= Dataset =

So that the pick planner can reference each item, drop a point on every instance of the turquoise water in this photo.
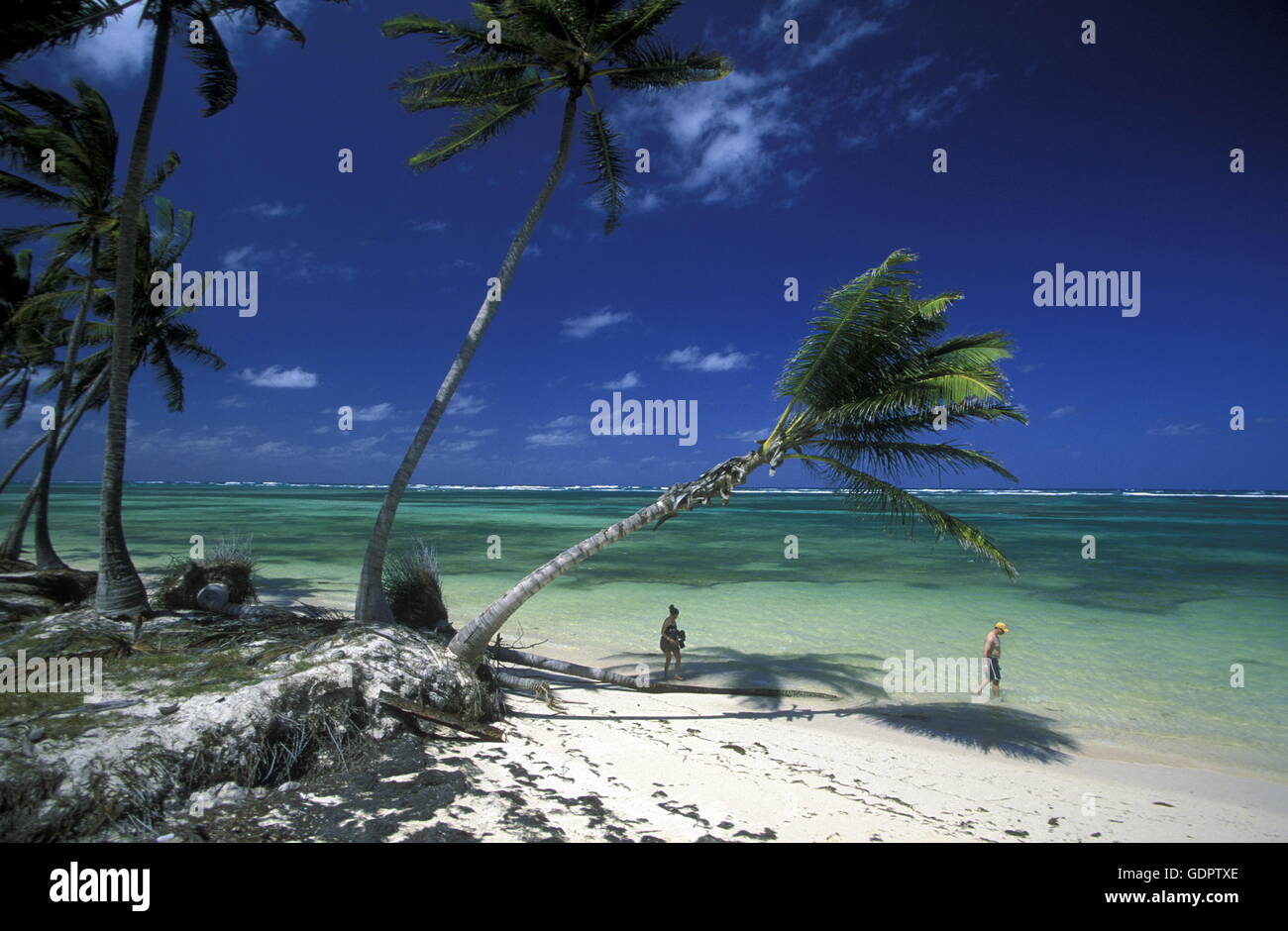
(1133, 647)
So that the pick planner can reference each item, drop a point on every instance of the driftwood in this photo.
(621, 680)
(446, 719)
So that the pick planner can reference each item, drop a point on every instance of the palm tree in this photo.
(120, 590)
(160, 338)
(861, 390)
(24, 348)
(542, 47)
(82, 136)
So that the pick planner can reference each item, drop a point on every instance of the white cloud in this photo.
(294, 261)
(691, 359)
(554, 438)
(277, 376)
(273, 211)
(460, 446)
(583, 327)
(842, 30)
(381, 411)
(120, 51)
(1177, 430)
(465, 404)
(241, 258)
(747, 436)
(626, 381)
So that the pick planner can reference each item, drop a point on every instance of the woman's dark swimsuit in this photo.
(668, 644)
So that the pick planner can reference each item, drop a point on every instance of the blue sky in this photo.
(810, 161)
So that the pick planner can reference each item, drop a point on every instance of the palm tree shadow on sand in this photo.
(844, 673)
(984, 728)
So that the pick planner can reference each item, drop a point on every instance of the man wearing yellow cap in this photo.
(993, 660)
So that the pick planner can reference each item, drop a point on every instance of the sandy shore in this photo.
(688, 768)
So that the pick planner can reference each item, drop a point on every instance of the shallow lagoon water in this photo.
(1133, 647)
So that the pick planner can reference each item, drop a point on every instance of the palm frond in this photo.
(476, 128)
(868, 493)
(660, 65)
(605, 162)
(218, 85)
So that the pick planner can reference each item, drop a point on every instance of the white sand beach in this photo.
(686, 768)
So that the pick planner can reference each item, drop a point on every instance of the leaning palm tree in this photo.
(120, 590)
(160, 339)
(82, 137)
(24, 344)
(501, 65)
(862, 391)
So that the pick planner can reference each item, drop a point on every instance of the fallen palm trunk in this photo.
(447, 720)
(621, 680)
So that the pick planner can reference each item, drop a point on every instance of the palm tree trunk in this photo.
(372, 604)
(472, 642)
(22, 460)
(120, 590)
(623, 681)
(12, 546)
(46, 556)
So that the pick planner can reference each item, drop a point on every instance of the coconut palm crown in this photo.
(867, 384)
(519, 51)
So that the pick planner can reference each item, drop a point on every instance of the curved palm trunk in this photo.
(46, 556)
(471, 643)
(22, 460)
(372, 604)
(12, 546)
(625, 681)
(120, 590)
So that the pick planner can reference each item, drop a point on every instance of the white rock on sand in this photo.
(683, 768)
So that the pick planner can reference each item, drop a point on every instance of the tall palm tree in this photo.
(862, 390)
(120, 590)
(24, 348)
(160, 338)
(84, 140)
(544, 47)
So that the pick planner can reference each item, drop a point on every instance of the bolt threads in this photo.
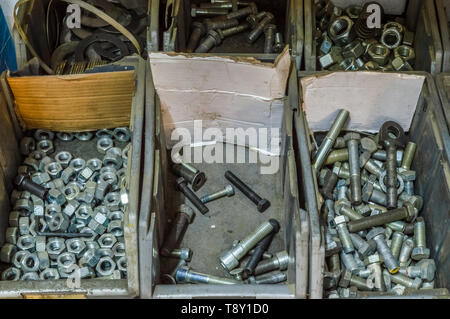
(419, 233)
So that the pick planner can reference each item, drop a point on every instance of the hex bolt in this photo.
(355, 172)
(197, 32)
(193, 198)
(330, 138)
(230, 259)
(213, 38)
(227, 191)
(185, 275)
(420, 250)
(405, 281)
(405, 253)
(197, 12)
(184, 217)
(273, 278)
(396, 244)
(261, 203)
(279, 262)
(344, 235)
(408, 212)
(408, 155)
(24, 183)
(259, 29)
(197, 179)
(269, 37)
(390, 262)
(235, 30)
(256, 257)
(392, 137)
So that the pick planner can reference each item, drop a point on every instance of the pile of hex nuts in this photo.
(221, 20)
(375, 241)
(345, 42)
(75, 223)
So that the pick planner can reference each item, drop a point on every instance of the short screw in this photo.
(420, 250)
(182, 186)
(259, 29)
(330, 138)
(391, 263)
(230, 259)
(184, 274)
(227, 191)
(261, 203)
(269, 32)
(182, 220)
(279, 262)
(355, 172)
(197, 32)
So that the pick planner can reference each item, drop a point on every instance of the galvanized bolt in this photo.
(272, 278)
(184, 217)
(269, 33)
(344, 235)
(184, 274)
(228, 191)
(259, 29)
(230, 259)
(329, 140)
(391, 263)
(262, 203)
(420, 250)
(213, 38)
(198, 30)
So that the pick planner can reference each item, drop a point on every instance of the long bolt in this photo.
(279, 262)
(330, 138)
(259, 29)
(182, 220)
(197, 179)
(261, 203)
(228, 191)
(355, 172)
(24, 183)
(408, 212)
(396, 244)
(230, 259)
(197, 32)
(256, 257)
(274, 278)
(183, 274)
(408, 155)
(405, 253)
(269, 40)
(182, 187)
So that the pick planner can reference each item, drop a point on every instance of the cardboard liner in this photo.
(72, 103)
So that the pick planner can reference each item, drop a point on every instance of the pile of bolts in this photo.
(221, 23)
(346, 42)
(260, 268)
(67, 217)
(375, 240)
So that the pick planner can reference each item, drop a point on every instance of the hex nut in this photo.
(7, 253)
(107, 241)
(105, 266)
(55, 247)
(104, 144)
(45, 146)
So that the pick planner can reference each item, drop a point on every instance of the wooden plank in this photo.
(71, 103)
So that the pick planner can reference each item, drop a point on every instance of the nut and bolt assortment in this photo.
(259, 268)
(373, 234)
(224, 19)
(68, 211)
(345, 41)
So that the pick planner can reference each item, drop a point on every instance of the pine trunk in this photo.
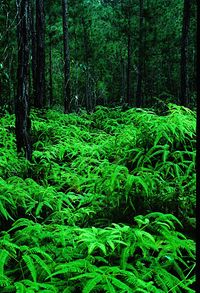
(184, 91)
(40, 55)
(22, 123)
(139, 101)
(67, 87)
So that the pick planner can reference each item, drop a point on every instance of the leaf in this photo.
(30, 264)
(90, 285)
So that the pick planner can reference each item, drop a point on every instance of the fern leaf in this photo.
(31, 266)
(90, 285)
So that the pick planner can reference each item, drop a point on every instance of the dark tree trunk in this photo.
(67, 87)
(139, 100)
(40, 55)
(50, 73)
(128, 96)
(184, 91)
(33, 50)
(88, 98)
(22, 123)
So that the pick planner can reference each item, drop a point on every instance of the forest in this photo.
(98, 102)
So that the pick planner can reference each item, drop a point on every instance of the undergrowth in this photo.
(100, 207)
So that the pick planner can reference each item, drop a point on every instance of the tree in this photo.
(22, 124)
(40, 55)
(139, 100)
(33, 50)
(184, 91)
(67, 89)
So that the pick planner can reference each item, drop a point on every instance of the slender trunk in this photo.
(184, 91)
(139, 100)
(33, 51)
(128, 97)
(87, 82)
(50, 73)
(67, 88)
(22, 123)
(40, 56)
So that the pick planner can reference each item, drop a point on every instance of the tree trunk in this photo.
(67, 88)
(128, 96)
(40, 55)
(33, 50)
(139, 100)
(88, 99)
(22, 123)
(50, 73)
(184, 91)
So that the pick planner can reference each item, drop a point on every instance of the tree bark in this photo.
(33, 50)
(22, 122)
(128, 96)
(139, 100)
(67, 86)
(50, 73)
(88, 94)
(40, 55)
(184, 90)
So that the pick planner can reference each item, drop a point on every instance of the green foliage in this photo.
(100, 207)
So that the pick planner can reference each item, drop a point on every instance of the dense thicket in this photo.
(96, 209)
(106, 200)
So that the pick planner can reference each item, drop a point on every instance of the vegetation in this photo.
(98, 146)
(100, 206)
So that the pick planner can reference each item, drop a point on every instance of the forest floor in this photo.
(104, 206)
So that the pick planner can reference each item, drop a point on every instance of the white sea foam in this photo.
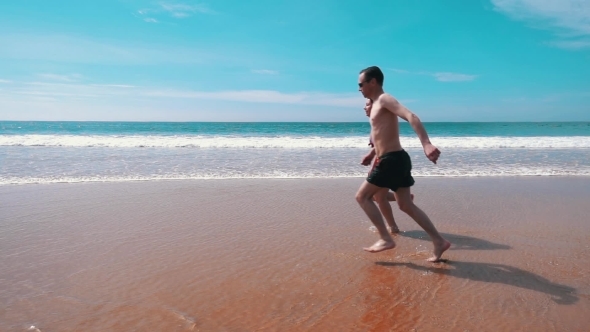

= What is expected =
Copy all of the entries above word for word, without the pictures.

= Response to the exercise =
So that the pick planner can reference each item, drop a point on every instance of the turquoise water in this photo.
(1133, 647)
So that the pick planner can reference each item, drop a point on every instance of the driftwood in this photo.
(621, 680)
(446, 719)
So that the pick planner can reference each item, drop a point on every instance of the palm tree in this photo.
(120, 590)
(160, 338)
(861, 390)
(24, 348)
(542, 47)
(82, 136)
So that the pick planner can reference each item, drop a point on every instance of the white cloud in this photo.
(294, 261)
(691, 359)
(554, 438)
(277, 376)
(273, 211)
(460, 446)
(583, 327)
(842, 30)
(381, 411)
(120, 51)
(1177, 430)
(465, 404)
(241, 258)
(747, 436)
(626, 381)
So that the pick planner can reference each item, drop a point on every instance of the woman's dark swimsuit in this photo.
(668, 644)
So that the pick planner can reference each item, drop a point on every instance of the blue sky in this photo.
(810, 161)
So that the pick planner can reference each item, drop a point on every instance of the palm tree shadow on sand in this photo.
(844, 673)
(984, 728)
So that the pick planner can reference each item, drop a point on every instance of the man wearing yellow cap in this photo.
(993, 660)
So that the pick planner can reference each item, drop a point on every instance of the sandy shore in this photo.
(688, 768)
So that the pick planner can reference each item, drop a point on every instance of the shallow lagoon water in this photo.
(1133, 647)
So that the pick planner can reference each item, drop a point on every instance of the palm frond in this photo.
(476, 128)
(868, 493)
(660, 65)
(605, 162)
(218, 85)
So that the pick planner can reference each item, drop a point on every instance of the white sand beach in this photo.
(686, 768)
So that the pick planner can reference each item, drop a point on every instance of the leaning palm tree in this photo.
(120, 590)
(160, 339)
(82, 137)
(24, 344)
(501, 65)
(862, 391)
So that the pick planner can reference each item, drop a point on every instance of the fallen palm trunk in this photo.
(447, 720)
(621, 680)
So that the pick planner can reference each item, drop a point on every instance of the palm tree trunk in this photo.
(372, 604)
(472, 642)
(22, 460)
(120, 590)
(623, 681)
(12, 546)
(46, 556)
So that the pick planner can reference each item, drop a point on every instance of the coconut palm crown in this photo.
(867, 384)
(519, 51)
So that the pick planner can reference each item, drop a point on every instance of the curved palm trunk in this photo.
(46, 556)
(471, 643)
(22, 460)
(372, 604)
(12, 546)
(625, 681)
(120, 590)
So that the pick planner can reference each item, drop a point on every instance of the white rock on sand in this photo.
(683, 768)
So that the pick planner can reference each item, drop a point on every instance of the tall palm tree in this photo.
(862, 390)
(120, 590)
(24, 348)
(160, 338)
(84, 140)
(544, 47)
So that the pick planner can reference each item, drop a point on every instance of the bolt threads in this photo.
(419, 233)
So that the pick planner can reference each item, drop a point on every instance of the hex bolt in this photo.
(355, 172)
(197, 32)
(193, 198)
(330, 138)
(230, 259)
(213, 38)
(227, 191)
(185, 275)
(420, 250)
(405, 281)
(405, 253)
(197, 12)
(184, 217)
(273, 278)
(396, 244)
(261, 203)
(279, 262)
(344, 235)
(408, 212)
(408, 155)
(24, 183)
(259, 29)
(197, 179)
(269, 37)
(390, 262)
(235, 30)
(256, 257)
(392, 137)
So that the pick planner can reference each item, drop a point on every instance of the pile of hex nuts in this photo.
(221, 20)
(375, 241)
(345, 42)
(75, 223)
So that the pick planner can reference each item, drop a point on every instance of the short screw in this photo.
(420, 250)
(182, 186)
(259, 29)
(330, 138)
(391, 263)
(230, 259)
(184, 274)
(227, 191)
(261, 203)
(269, 32)
(182, 220)
(279, 262)
(355, 172)
(197, 32)
So that the pick planner can reference each item, drop a point on every instance of the galvanized bolt in this photo.
(272, 278)
(184, 217)
(269, 33)
(344, 235)
(184, 274)
(228, 191)
(259, 29)
(230, 259)
(329, 140)
(391, 263)
(262, 203)
(420, 250)
(213, 38)
(198, 30)
So that the pick planner can reference each item, drop a point on every instance of the long bolt in this photo.
(279, 262)
(330, 138)
(259, 29)
(182, 220)
(197, 179)
(261, 203)
(228, 191)
(355, 172)
(24, 183)
(408, 212)
(396, 244)
(230, 259)
(197, 32)
(256, 257)
(274, 278)
(183, 274)
(408, 155)
(405, 253)
(269, 40)
(182, 187)
So that the pick planner can reference each item, drop a point on every instance of the cardboard liner in this photo.
(72, 103)
So that the pick planner can reference each item, drop a point on every instance of the pile of bolts in this photo.
(221, 23)
(346, 42)
(260, 268)
(67, 217)
(375, 240)
So that the pick planner can reference each item, drop a point on every instance of the hex nut in this photo.
(7, 253)
(107, 241)
(105, 266)
(55, 247)
(104, 144)
(45, 146)
So that the pick planner can reference each item, drop a point on every instance of the wooden plank in this photo.
(71, 103)
So that the pick planner can reference each item, drop a point on every instance of the nut and bolt assortment in this photo.
(259, 268)
(373, 234)
(224, 19)
(68, 211)
(345, 41)
So that the pick planner can reference each item, drop a point on every instance of the pine trunk in this photo.
(184, 91)
(40, 55)
(22, 123)
(139, 101)
(67, 87)
So that the pick planner can reference each item, drop a point on every instance of the leaf in this photo.
(30, 264)
(90, 285)
So that the pick planner can reference each item, drop a point on every instance of the fern leaf in this photo.
(31, 266)
(90, 285)
So that the pick planner can reference each item, drop a point on every instance of the dark tree trunk in this photo.
(67, 87)
(139, 100)
(40, 55)
(50, 73)
(128, 96)
(184, 91)
(33, 50)
(88, 98)
(22, 123)
So that the pick planner can reference each item, drop a point on every instance of the forest in this photo.
(98, 102)
So that the pick planner can reference each item, drop a point on every instance of the undergrowth in this photo.
(100, 207)
So that the pick planner can reference each item, drop a point on every instance of the tree in this photo.
(22, 124)
(40, 55)
(139, 100)
(33, 50)
(184, 91)
(67, 89)
So that the pick planner can reference each item, drop a point on every instance of the slender trunk in this photo.
(184, 91)
(139, 100)
(33, 51)
(128, 97)
(87, 82)
(50, 73)
(67, 88)
(22, 123)
(40, 56)
So that the pick planner can reference each item, drop a point on every instance of the tree trunk in this photo.
(67, 88)
(128, 96)
(40, 55)
(33, 50)
(139, 100)
(88, 99)
(22, 123)
(50, 73)
(184, 91)
So that the pick planner can reference each item, drop a point on every instance of the tree bark in this photo.
(33, 50)
(22, 122)
(128, 96)
(139, 100)
(67, 86)
(50, 73)
(88, 94)
(40, 55)
(184, 90)
So that the pick planner can reference each item, drop a point on every instance of the green foliage in this photo.
(100, 207)
So that the pick planner can reference each item, drop a point on every instance of the dense thicket in this photo.
(96, 209)
(106, 200)
So that the pick planner can reference each item, drop a point on every instance of the vegetation in this photo.
(98, 146)
(100, 206)
So that the pick planner can reference each item, drop a point on every instance of the forest floor in this photo.
(104, 206)
So that the pick planner can reference each item, drop a point on every instance of the white sea foam in this photo.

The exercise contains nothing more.